▶ **What is being asked**
Would you write out the entries below, every one of them, exactly?

▶ **Data excerpts**
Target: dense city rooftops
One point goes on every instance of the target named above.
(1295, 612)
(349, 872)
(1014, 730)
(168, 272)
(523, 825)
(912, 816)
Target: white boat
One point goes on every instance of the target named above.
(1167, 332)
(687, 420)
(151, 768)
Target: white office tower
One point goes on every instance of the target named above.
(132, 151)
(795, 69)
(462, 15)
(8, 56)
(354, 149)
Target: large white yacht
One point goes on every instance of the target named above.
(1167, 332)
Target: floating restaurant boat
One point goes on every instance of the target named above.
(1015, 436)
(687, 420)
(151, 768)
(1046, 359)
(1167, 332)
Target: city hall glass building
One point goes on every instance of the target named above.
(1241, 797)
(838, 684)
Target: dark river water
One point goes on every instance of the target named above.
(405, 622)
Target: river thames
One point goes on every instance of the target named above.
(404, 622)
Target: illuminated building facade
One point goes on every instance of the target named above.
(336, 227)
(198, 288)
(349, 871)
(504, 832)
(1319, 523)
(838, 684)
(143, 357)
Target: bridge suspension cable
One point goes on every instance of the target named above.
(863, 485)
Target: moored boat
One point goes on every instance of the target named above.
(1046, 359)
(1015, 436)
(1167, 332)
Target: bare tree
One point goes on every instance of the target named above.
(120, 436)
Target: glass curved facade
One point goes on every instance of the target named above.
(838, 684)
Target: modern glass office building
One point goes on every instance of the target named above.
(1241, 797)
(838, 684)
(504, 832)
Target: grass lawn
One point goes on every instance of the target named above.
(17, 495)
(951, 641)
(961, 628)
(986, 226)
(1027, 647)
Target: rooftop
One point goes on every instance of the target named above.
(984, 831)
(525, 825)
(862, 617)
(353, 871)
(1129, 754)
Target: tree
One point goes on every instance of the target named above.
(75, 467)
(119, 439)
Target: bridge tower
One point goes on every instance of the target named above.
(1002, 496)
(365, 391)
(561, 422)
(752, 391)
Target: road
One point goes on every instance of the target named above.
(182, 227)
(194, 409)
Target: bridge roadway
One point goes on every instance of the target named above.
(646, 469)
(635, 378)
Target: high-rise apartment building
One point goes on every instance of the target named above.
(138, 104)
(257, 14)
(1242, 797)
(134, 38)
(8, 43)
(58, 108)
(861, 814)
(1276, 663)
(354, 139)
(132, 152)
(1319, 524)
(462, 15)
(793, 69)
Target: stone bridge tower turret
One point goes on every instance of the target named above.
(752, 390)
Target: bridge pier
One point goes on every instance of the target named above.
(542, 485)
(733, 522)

▶ **Exercise response**
Target: dense city rooftops
One point goes on every instance of the target named above.
(1295, 612)
(349, 872)
(1014, 730)
(168, 272)
(523, 825)
(912, 816)
Target: white boat
One point goes on every instance of the target named above.
(1167, 332)
(687, 420)
(151, 768)
Target: white office tower
One point goes on every instance of the target named above.
(132, 151)
(795, 69)
(462, 15)
(8, 56)
(354, 149)
Target: large white yacht
One point goes on every instance of the target named above.
(1167, 332)
Target: floating restaurant boat
One point goes on every instance of the target named above.
(1015, 436)
(687, 420)
(151, 768)
(1046, 359)
(1167, 332)
Target: city hall glass building
One point goes on every instance of the target named above.
(1241, 797)
(838, 684)
Target: dark river water
One point goes on every instance of the target named above.
(405, 622)
Target: river thames
One point goes on every instance of the target named above.
(404, 622)
Target: illuminated building facade
One point goes on every instance of the target named above.
(336, 227)
(198, 288)
(349, 871)
(504, 832)
(1319, 523)
(838, 684)
(143, 357)
Target: bridge suspension cable
One point goes on every instance of the target named above.
(863, 485)
Target: moored boat
One point goes on every instance of the target named above.
(1046, 359)
(1015, 436)
(1167, 332)
Target: bare tree
One point goes on every instance of the target named above.
(120, 436)
Target: glass curved facade
One point goes on every instance of the target named above.
(838, 684)
Target: modern glass office building
One point goes on every instance of the target named above.
(1241, 797)
(838, 684)
(504, 832)
Target: grass lawn
One point goes on every instance of the target named above.
(17, 495)
(951, 641)
(961, 628)
(986, 226)
(1027, 647)
Target: rooftop
One point goes on every instance of the target named above.
(984, 831)
(525, 825)
(862, 617)
(353, 871)
(1129, 754)
Target: tree
One point goes on every instance of the target named above.
(75, 467)
(119, 439)
Target: bridge tower
One point goes on every instance of the target named above.
(1002, 496)
(365, 391)
(561, 422)
(752, 391)
Target: road
One point goes on every instance of the target named above.
(182, 227)
(194, 409)
Target: bridge roadway
One point goes on every instance of the target named above.
(646, 469)
(635, 378)
Target: high-rise apartment building
One point goes on every instance of the target named above.
(138, 104)
(257, 14)
(1242, 797)
(134, 38)
(8, 43)
(58, 108)
(861, 814)
(1276, 663)
(354, 139)
(132, 152)
(1319, 524)
(462, 15)
(793, 69)
Target: stone bridge tower turret
One point goes on every instance of the target named above.
(752, 390)
Target: bridge pier
One point goes on every instance of the target named above.
(542, 485)
(733, 522)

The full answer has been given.